====== Material

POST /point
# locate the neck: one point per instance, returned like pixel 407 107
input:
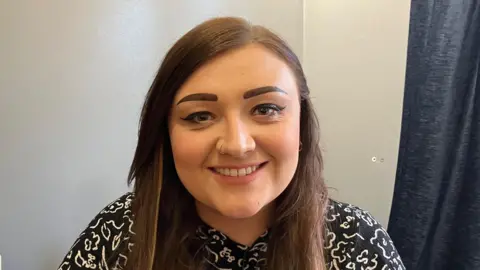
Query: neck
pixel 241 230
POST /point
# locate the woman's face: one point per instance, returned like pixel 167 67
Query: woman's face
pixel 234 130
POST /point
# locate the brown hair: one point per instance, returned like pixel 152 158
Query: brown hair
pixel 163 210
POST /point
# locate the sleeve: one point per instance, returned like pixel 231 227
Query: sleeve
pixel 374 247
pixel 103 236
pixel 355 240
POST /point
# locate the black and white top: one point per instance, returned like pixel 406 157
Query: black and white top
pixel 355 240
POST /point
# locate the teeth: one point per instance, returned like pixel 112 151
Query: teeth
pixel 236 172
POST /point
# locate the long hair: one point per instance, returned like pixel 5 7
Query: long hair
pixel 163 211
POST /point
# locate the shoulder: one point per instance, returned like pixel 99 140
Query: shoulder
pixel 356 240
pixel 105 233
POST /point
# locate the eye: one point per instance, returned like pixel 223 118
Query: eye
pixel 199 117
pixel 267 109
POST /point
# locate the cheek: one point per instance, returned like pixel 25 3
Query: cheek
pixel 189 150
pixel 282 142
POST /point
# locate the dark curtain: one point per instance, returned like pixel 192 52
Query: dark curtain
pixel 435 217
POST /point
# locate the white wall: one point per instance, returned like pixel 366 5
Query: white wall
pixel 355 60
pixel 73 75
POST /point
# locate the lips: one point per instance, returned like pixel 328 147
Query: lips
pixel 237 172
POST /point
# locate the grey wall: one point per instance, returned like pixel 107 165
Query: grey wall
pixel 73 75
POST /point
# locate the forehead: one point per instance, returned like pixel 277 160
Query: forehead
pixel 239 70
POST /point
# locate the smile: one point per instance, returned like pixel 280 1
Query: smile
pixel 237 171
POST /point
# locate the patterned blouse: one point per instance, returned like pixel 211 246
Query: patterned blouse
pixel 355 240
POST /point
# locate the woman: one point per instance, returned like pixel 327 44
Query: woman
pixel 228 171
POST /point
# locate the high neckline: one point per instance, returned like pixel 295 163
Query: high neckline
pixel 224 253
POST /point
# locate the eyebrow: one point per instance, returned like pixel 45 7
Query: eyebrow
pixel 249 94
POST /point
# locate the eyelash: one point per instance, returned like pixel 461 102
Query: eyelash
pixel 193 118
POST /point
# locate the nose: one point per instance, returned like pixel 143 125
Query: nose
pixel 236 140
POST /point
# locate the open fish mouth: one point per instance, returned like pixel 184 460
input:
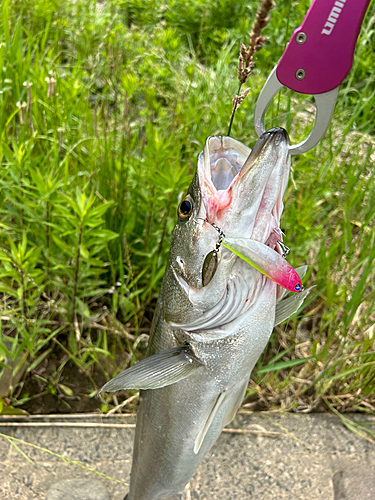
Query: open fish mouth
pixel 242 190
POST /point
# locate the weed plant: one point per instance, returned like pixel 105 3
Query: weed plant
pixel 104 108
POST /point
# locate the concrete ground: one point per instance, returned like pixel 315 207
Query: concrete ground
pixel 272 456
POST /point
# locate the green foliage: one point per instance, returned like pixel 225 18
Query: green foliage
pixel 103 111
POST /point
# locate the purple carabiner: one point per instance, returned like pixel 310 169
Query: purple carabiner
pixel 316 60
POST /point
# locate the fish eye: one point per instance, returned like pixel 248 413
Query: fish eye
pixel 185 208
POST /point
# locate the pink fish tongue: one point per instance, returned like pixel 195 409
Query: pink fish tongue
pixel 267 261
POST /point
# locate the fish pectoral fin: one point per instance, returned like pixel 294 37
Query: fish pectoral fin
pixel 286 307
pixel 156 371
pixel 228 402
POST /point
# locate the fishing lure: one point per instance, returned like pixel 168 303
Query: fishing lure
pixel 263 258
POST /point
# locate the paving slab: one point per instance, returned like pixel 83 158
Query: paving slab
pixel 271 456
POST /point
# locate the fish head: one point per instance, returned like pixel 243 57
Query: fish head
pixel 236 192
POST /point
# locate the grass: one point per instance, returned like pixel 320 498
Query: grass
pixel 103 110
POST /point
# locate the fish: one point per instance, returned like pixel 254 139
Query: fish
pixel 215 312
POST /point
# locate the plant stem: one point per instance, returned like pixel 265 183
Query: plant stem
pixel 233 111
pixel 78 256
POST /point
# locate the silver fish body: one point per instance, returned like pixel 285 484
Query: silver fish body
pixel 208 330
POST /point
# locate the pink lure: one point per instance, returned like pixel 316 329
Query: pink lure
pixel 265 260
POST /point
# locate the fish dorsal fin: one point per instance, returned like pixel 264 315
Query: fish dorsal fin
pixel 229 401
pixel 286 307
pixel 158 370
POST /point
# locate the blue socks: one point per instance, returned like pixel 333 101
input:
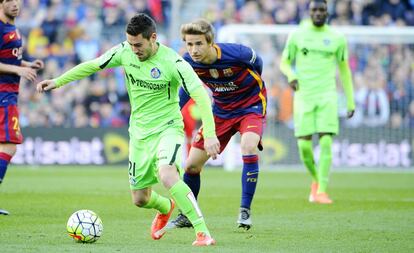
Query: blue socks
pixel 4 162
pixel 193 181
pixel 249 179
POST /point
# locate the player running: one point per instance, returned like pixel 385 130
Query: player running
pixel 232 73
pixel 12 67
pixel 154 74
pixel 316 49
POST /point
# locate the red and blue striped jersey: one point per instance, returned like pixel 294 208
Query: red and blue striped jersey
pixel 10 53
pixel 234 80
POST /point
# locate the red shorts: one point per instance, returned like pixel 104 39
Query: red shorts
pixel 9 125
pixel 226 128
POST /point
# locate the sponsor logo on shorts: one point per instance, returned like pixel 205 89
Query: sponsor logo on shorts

============
====== Material

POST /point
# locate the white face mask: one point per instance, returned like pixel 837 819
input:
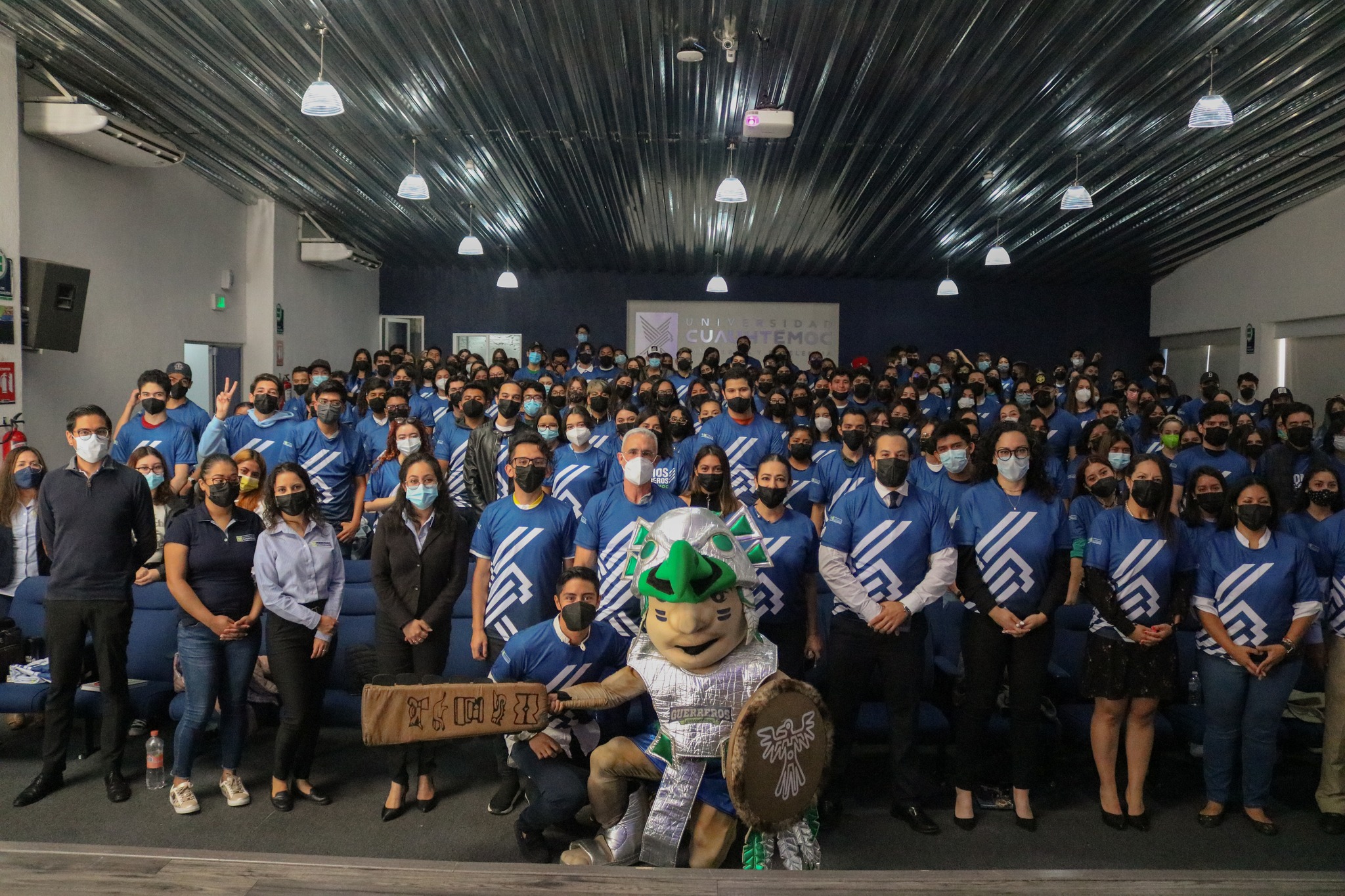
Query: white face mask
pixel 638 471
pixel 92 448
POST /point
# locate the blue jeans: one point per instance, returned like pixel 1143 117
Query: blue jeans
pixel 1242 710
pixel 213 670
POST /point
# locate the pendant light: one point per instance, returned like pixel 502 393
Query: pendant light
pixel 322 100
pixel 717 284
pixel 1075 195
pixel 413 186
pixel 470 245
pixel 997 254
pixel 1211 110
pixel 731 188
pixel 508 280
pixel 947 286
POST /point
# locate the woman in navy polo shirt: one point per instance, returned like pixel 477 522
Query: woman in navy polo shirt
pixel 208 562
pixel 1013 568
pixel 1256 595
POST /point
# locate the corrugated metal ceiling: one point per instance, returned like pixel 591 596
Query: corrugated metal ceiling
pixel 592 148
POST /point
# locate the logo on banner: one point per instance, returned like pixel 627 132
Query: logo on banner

============

▶ _Requirements_:
List each line above that contains the word "tongue".

▶ _Worked solution_:
# locate the pink fish tongue: one point per instance, returned like pixel 195 409
Query: pink fish tongue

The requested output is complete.